* [Directions]: Verbatim copy without images: return all of the data as it stands.

----- Provided records

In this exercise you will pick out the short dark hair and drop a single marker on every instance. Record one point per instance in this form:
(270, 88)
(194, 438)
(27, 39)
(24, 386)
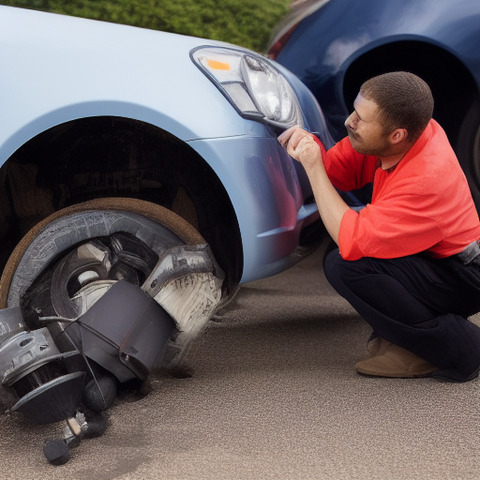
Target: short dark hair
(404, 100)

----------

* [Output]:
In this exercise you will pick out the short dark hair and drop a single marker on every instance. Record one point per instance in this form:
(270, 88)
(194, 438)
(27, 39)
(24, 386)
Target: short dark hair
(404, 100)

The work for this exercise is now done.